> **Exercise aim**: Please convert the listing below into a Markdown table with two columns, Row and Line, giving each line its own numbered row. Skip blank lines and leave out any images.

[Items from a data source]
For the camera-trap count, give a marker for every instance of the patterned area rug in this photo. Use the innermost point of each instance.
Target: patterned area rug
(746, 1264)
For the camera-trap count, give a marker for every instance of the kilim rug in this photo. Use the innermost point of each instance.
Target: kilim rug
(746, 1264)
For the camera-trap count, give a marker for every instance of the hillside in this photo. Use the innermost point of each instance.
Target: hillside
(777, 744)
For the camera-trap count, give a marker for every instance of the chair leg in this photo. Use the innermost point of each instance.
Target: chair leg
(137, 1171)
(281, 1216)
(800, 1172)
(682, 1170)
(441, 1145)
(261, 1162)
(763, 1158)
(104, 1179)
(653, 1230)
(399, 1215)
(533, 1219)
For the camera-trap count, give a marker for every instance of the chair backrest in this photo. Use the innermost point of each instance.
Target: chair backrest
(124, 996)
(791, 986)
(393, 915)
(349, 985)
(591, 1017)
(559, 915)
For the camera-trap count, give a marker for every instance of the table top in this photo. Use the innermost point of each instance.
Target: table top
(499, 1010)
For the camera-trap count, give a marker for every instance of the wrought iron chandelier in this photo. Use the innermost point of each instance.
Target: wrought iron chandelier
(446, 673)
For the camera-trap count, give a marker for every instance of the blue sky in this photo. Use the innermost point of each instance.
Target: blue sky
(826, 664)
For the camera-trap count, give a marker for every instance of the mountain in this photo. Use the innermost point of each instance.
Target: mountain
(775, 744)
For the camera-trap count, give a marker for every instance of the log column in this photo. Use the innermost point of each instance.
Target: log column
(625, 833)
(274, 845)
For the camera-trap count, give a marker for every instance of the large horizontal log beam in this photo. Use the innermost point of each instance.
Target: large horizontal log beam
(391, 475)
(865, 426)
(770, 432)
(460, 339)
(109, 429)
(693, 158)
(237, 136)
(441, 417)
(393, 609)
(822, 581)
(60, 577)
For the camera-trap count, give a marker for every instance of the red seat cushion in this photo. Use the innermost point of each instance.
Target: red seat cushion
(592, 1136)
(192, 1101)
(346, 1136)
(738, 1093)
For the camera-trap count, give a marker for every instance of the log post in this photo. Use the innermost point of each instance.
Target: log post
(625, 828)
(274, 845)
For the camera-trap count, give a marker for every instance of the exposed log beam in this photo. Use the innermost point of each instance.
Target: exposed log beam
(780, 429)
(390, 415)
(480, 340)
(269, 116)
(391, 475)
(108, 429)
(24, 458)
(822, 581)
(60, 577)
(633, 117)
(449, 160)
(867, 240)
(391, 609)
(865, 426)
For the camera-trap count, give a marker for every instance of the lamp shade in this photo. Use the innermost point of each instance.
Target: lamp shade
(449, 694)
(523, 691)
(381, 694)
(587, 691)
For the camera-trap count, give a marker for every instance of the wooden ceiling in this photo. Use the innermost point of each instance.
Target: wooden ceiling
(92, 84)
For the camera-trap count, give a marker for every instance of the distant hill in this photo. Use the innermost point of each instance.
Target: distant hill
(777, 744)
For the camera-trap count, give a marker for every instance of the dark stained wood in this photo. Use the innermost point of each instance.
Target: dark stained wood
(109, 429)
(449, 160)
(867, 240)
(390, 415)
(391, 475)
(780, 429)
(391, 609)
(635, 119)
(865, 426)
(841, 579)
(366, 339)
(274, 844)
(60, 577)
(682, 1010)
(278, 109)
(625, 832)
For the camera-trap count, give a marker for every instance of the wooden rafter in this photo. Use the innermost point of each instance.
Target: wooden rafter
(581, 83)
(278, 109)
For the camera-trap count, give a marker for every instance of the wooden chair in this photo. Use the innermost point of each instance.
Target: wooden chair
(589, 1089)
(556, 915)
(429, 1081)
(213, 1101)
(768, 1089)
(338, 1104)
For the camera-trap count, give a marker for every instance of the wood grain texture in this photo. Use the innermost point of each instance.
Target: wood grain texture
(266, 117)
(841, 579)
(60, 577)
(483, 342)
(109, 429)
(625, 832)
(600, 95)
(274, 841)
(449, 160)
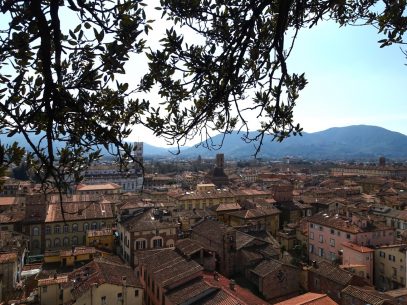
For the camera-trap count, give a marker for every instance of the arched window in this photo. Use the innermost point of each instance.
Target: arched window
(35, 244)
(36, 231)
(65, 241)
(57, 229)
(157, 242)
(74, 240)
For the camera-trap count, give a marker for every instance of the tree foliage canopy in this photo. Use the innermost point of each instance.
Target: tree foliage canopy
(61, 83)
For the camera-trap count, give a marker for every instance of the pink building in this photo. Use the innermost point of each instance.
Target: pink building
(328, 233)
(359, 260)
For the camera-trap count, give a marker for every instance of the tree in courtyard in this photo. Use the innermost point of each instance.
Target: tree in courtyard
(61, 82)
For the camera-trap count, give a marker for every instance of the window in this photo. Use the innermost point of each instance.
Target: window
(157, 243)
(392, 258)
(321, 252)
(316, 283)
(74, 240)
(35, 244)
(57, 229)
(36, 231)
(65, 241)
(141, 244)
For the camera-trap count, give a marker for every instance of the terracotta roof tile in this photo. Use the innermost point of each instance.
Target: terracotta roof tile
(368, 296)
(60, 279)
(97, 187)
(239, 295)
(332, 273)
(309, 299)
(8, 257)
(78, 211)
(99, 272)
(255, 213)
(188, 291)
(188, 246)
(168, 266)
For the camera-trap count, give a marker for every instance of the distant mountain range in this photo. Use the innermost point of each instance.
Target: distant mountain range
(339, 143)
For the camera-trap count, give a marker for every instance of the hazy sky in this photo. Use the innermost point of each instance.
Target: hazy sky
(351, 80)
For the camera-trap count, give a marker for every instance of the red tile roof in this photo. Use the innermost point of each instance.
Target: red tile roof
(239, 292)
(8, 257)
(309, 299)
(357, 248)
(78, 211)
(99, 272)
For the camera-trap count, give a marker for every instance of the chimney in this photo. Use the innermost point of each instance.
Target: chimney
(232, 285)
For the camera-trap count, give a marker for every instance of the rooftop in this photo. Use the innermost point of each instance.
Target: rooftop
(309, 298)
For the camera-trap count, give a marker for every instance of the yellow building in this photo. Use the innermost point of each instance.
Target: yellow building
(68, 228)
(207, 196)
(70, 257)
(390, 267)
(101, 239)
(258, 219)
(98, 282)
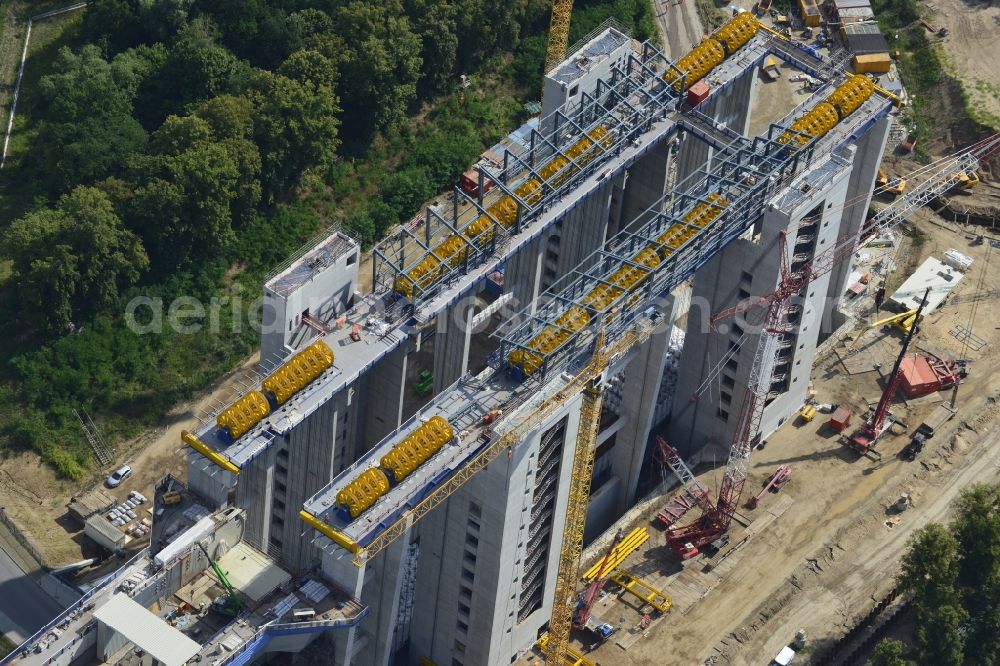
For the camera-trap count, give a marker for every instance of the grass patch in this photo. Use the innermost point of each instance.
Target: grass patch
(711, 14)
(6, 646)
(47, 37)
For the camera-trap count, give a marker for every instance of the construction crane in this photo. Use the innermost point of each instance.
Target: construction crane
(555, 53)
(583, 617)
(947, 173)
(863, 441)
(904, 321)
(712, 524)
(576, 508)
(227, 604)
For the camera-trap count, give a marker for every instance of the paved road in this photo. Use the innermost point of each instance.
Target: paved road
(24, 606)
(678, 25)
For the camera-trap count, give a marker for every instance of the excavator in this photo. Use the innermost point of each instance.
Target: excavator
(967, 179)
(864, 439)
(904, 321)
(227, 604)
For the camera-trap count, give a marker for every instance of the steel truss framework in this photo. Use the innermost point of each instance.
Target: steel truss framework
(626, 104)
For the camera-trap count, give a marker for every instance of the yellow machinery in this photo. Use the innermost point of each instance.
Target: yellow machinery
(894, 186)
(294, 374)
(967, 179)
(641, 589)
(360, 494)
(570, 656)
(903, 321)
(819, 120)
(626, 547)
(453, 250)
(625, 279)
(561, 621)
(702, 59)
(243, 414)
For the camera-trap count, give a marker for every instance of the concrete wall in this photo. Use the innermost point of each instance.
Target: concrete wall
(326, 294)
(494, 554)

> **Exercise answer**:
| Row | Line |
|---|---|
| 1 | For the camera-trap count, give a marker for every instance of the patterned area rug in this photo. Use the innermost point of each instance. |
| 2 | Target: patterned area rug |
| 3 | (746, 1264) |
| 4 | For the camera-trap count, give a marker for every instance of the kilim rug in this photo. Use the innermost point of each instance. |
| 5 | Target: kilim rug |
| 6 | (746, 1264) |
| 7 | For the camera-trap count, give a marker for every instance of the hillside in this photo. Use the innermost point of each instance. |
| 8 | Target: hillside |
| 9 | (777, 744) |
| 10 | For the camera-trap count, give a marker for every instance of the chair leg in this photo. Use the innermost point of each instance. |
| 11 | Target: chair leg |
| 12 | (137, 1171) |
| 13 | (281, 1216) |
| 14 | (800, 1172) |
| 15 | (682, 1170) |
| 16 | (441, 1145) |
| 17 | (261, 1162) |
| 18 | (763, 1158) |
| 19 | (104, 1179) |
| 20 | (653, 1230) |
| 21 | (399, 1215) |
| 22 | (533, 1219) |
| 23 | For the camera-trap count, give a marker for every instance of the chair backrest in this photo. Use the innermost point of each instance. |
| 24 | Target: chair backrest |
| 25 | (124, 996) |
| 26 | (791, 986) |
| 27 | (393, 915) |
| 28 | (349, 985) |
| 29 | (591, 1017) |
| 30 | (559, 915) |
| 31 | For the camera-trap count, give a marker for every instance of the table top in this photo. Use the innermost point of each instance. |
| 32 | Target: table top |
| 33 | (499, 1010) |
| 34 | For the camera-trap count, give a marker for every instance of the wrought iron chandelier in this photo. Use the innermost point of each instance. |
| 35 | Target: wrought iron chandelier |
| 36 | (446, 673) |
| 37 | For the camera-trap count, give a marker for every instance of the blue sky in this photo. Use the innermost point of each instance. |
| 38 | Target: blue sky |
| 39 | (826, 664) |
| 40 | For the camera-trap count, give a marker for every instance of the mountain in this photo. Use the innermost point of each instance. |
| 41 | Target: mountain |
| 42 | (775, 744) |
| 43 | For the camera-trap count, give a marker for every instance of the log column in this photo. Use the innermost point of each instance. |
| 44 | Target: log column |
| 45 | (625, 833) |
| 46 | (274, 845) |
| 47 | For the camera-trap count, give a marker for every instance of the large horizontal log beam in this photo. Use the innermost point of each instance. |
| 48 | Target: large horizontal log beam |
| 49 | (391, 475) |
| 50 | (865, 426) |
| 51 | (770, 432) |
| 52 | (460, 339) |
| 53 | (109, 429) |
| 54 | (693, 158) |
| 55 | (237, 136) |
| 56 | (441, 417) |
| 57 | (393, 609) |
| 58 | (822, 581) |
| 59 | (60, 577) |
| 60 | For the camera-trap count, give a marker for every instance of the red seat cushion in this photo. Use the innermost point of each instance. |
| 61 | Target: red seat cushion |
| 62 | (592, 1136) |
| 63 | (192, 1101) |
| 64 | (346, 1136) |
| 65 | (738, 1093) |
| 66 | For the camera-trap count, give a marker for every instance of the log post in this photo. Use the innermost point of each instance. |
| 67 | Target: log post |
| 68 | (625, 828) |
| 69 | (274, 845) |
| 70 | For the camera-trap count, give a marker for every instance of the exposed log beam in this photo. Use the innermost point of each instance. |
| 71 | Target: exposed log beam |
| 72 | (780, 429) |
| 73 | (390, 415) |
| 74 | (480, 340) |
| 75 | (269, 116) |
| 76 | (391, 475) |
| 77 | (108, 429) |
| 78 | (24, 458) |
| 79 | (822, 581) |
| 80 | (60, 577) |
| 81 | (633, 117) |
| 82 | (449, 160) |
| 83 | (867, 240) |
| 84 | (391, 609) |
| 85 | (865, 426) |
| 86 | For the camera-trap count, give a marker for every instance of the lamp shade in this photo. Use the innermost point of each instance. |
| 87 | Target: lamp shade |
| 88 | (449, 694) |
| 89 | (523, 691) |
| 90 | (381, 694) |
| 91 | (587, 691) |
| 92 | For the camera-trap count, give a marker for every instance of the wooden ceiling in this photo. Use the innermost point of each instance. |
| 93 | Target: wooden ceiling |
| 94 | (92, 84) |
| 95 | For the camera-trap count, give a marker for every instance of the distant hill in this photo. Use the innermost point of each instance. |
| 96 | Target: distant hill |
| 97 | (777, 744) |
| 98 | For the camera-trap count, give a marker for every instance of the dark stained wood in this photo. Use the innermost point of each instance. |
| 99 | Target: dark stained wood |
| 100 | (109, 429) |
| 101 | (449, 160) |
| 102 | (867, 240) |
| 103 | (390, 415) |
| 104 | (391, 475) |
| 105 | (780, 429) |
| 106 | (391, 609) |
| 107 | (635, 119) |
| 108 | (865, 426) |
| 109 | (841, 579) |
| 110 | (366, 339) |
| 111 | (274, 844) |
| 112 | (60, 577) |
| 113 | (682, 1010) |
| 114 | (278, 109) |
| 115 | (625, 832) |
| 116 | For the camera-trap count, give a marker for every instance of the wooden rafter in this photo. Use the innermost point of each instance. |
| 117 | Target: wooden rafter |
| 118 | (581, 83) |
| 119 | (278, 109) |
| 120 | For the camera-trap count, give a marker for every instance of the wooden chair in this photo. Use the innermost point of each instance. |
| 121 | Target: wooden chair |
| 122 | (589, 1089) |
| 123 | (556, 915) |
| 124 | (429, 1081) |
| 125 | (213, 1101) |
| 126 | (768, 1089) |
| 127 | (338, 1104) |
| 128 | For the camera-trap count, give a marker for every instance of the wood grain texture in this photo. Use the innermost point of each instance. |
| 129 | Target: wood grain texture |
| 130 | (266, 117) |
| 131 | (841, 579) |
| 132 | (60, 577) |
| 133 | (483, 342) |
| 134 | (109, 429) |
| 135 | (625, 832) |
| 136 | (600, 95) |
| 137 | (274, 841) |
| 138 | (449, 160) |
| 139 | For the camera-trap count, give a marker for every instance of the arched window in this photo. Use the innermost point of each instance. |
| 140 | Target: arched window |
| 141 | (35, 244) |
| 142 | (36, 231) |
| 143 | (65, 241) |
| 144 | (57, 229) |
| 145 | (157, 242) |
| 146 | (74, 240) |
| 147 | For the camera-trap count, give a marker for every instance of the tree foliage canopy in this photo. Use the innermost point of each instance. |
| 148 | Target: tree foliage canopy |
| 149 | (61, 83) |
| 150 | For the camera-trap count, give a marker for every instance of the pink building in this photo. Use the innermost point of each instance. |
| 151 | Target: pink building |
| 152 | (328, 233) |
| 153 | (359, 260) |
| 154 | For the camera-trap count, give a marker for every instance of the tree in courtyard in this photo. Use the innermost point of each instance. |
| 155 | Target: tree in courtyard |
| 156 | (61, 82) |
| 157 | For the camera-trap count, give a marker for every instance of the window in this photo. Use the innermost point of each instance. |
| 158 | Target: window |
| 159 | (157, 243) |
| 160 | (392, 258) |
| 161 | (321, 252) |
| 162 | (316, 283) |
| 163 | (74, 240) |
| 164 | (35, 244) |
| 165 | (57, 229) |
| 166 | (36, 231) |
| 167 | (65, 241) |
| 168 | (141, 244) |
| 169 | For the camera-trap count, give a marker for every instance of the terracotta roof tile in this photo. Use the innermost point of each instance. |
| 170 | Target: terracotta roof tile |
| 171 | (368, 296) |
| 172 | (60, 279) |
| 173 | (97, 187) |
| 174 | (239, 295) |
| 175 | (332, 273) |
| 176 | (309, 299) |
| 177 | (8, 257) |
| 178 | (78, 211) |
| 179 | (99, 272) |
| 180 | (255, 213) |
| 181 | (188, 291) |
| 182 | (188, 246) |
| 183 | (168, 266) |
| 184 | For the camera-trap count, give a marker for every instance of the distant mountain range in this photo. Use the innermost point of each instance. |
| 185 | Target: distant mountain range |
| 186 | (339, 143) |
| 187 | For the camera-trap count, give a marker for every instance of the hazy sky in this photo. Use the innermost point of each instance. |
| 188 | Target: hazy sky |
| 189 | (351, 80) |
| 190 | For the camera-trap count, give a marker for every instance of the red tile roof in this photo. Use the innermost point of each instance. |
| 191 | Target: red tile roof |
| 192 | (239, 292) |
| 193 | (8, 257) |
| 194 | (309, 299) |
| 195 | (357, 248) |
| 196 | (78, 211) |
| 197 | (99, 272) |
| 198 | For the camera-trap count, give a marker for every instance of the chimney in this photo. Use the innermost point of each instance. |
| 199 | Target: chimney |
| 200 | (232, 285) |
| 201 | For the camera-trap count, give a marker for every instance of the rooftop in this photo. Use the innermost point of each instance. |
| 202 | Target: rooftop |
| 203 | (309, 298) |
| 204 | For the camera-trap count, give a marker for every instance of the yellow building in this photo. Use the innermost point of each instance. |
| 205 | Target: yellow building |
| 206 | (68, 228) |
| 207 | (207, 196) |
| 208 | (70, 257) |
| 209 | (390, 267) |
| 210 | (101, 239) |
| 211 | (258, 219) |
| 212 | (98, 282) |
| 213 | For the camera-trap count, give a marker for every instance of the grass patch in this photo. Use the innermost point of each instance. |
| 214 | Target: grass patch |
| 215 | (711, 14) |
| 216 | (6, 646) |
| 217 | (47, 37) |
| 218 | For the camera-trap count, give a marker for every instance of the construction crane in this photo. Use the innermost point of each instance. |
| 219 | Target: construction crane |
| 220 | (555, 53) |
| 221 | (583, 617) |
| 222 | (947, 173) |
| 223 | (863, 441) |
| 224 | (904, 321) |
| 225 | (712, 524) |
| 226 | (576, 508) |
| 227 | (227, 604) |
| 228 | For the camera-trap count, give a marker for every instance of the paved road in this photo. Use the innermost point of each instance. |
| 229 | Target: paved road |
| 230 | (24, 606) |
| 231 | (678, 25) |
| 232 | For the camera-trap count, give a marker for every instance of the excavator in this photo. Use the innermost point of each instance. |
| 233 | Target: excavator |
| 234 | (967, 179) |
| 235 | (864, 439) |
| 236 | (904, 321) |
| 237 | (227, 604) |
| 238 | For the camera-trap count, give a marker for every instance of the steel truss framework in this photo. Use the innermost point of each instance. |
| 239 | Target: steel truss framework |
| 240 | (626, 104) |
| 241 | For the camera-trap count, give a marker for every instance of the yellow machinery in this photo. Use the innermost point of each instance. |
| 242 | Target: yellow machinery |
| 243 | (894, 186) |
| 244 | (294, 374) |
| 245 | (967, 179) |
| 246 | (641, 589) |
| 247 | (360, 494) |
| 248 | (570, 656) |
| 249 | (903, 321) |
| 250 | (819, 120) |
| 251 | (626, 547) |
| 252 | (453, 250) |
| 253 | (625, 279) |
| 254 | (561, 621) |
| 255 | (702, 59) |
| 256 | (243, 414) |
| 257 | For the camera-trap count, give a marker for every instance of the concrete wall in this photo. Use the innermost point of each instance. |
| 258 | Target: concrete wall |
| 259 | (326, 294) |
| 260 | (494, 554) |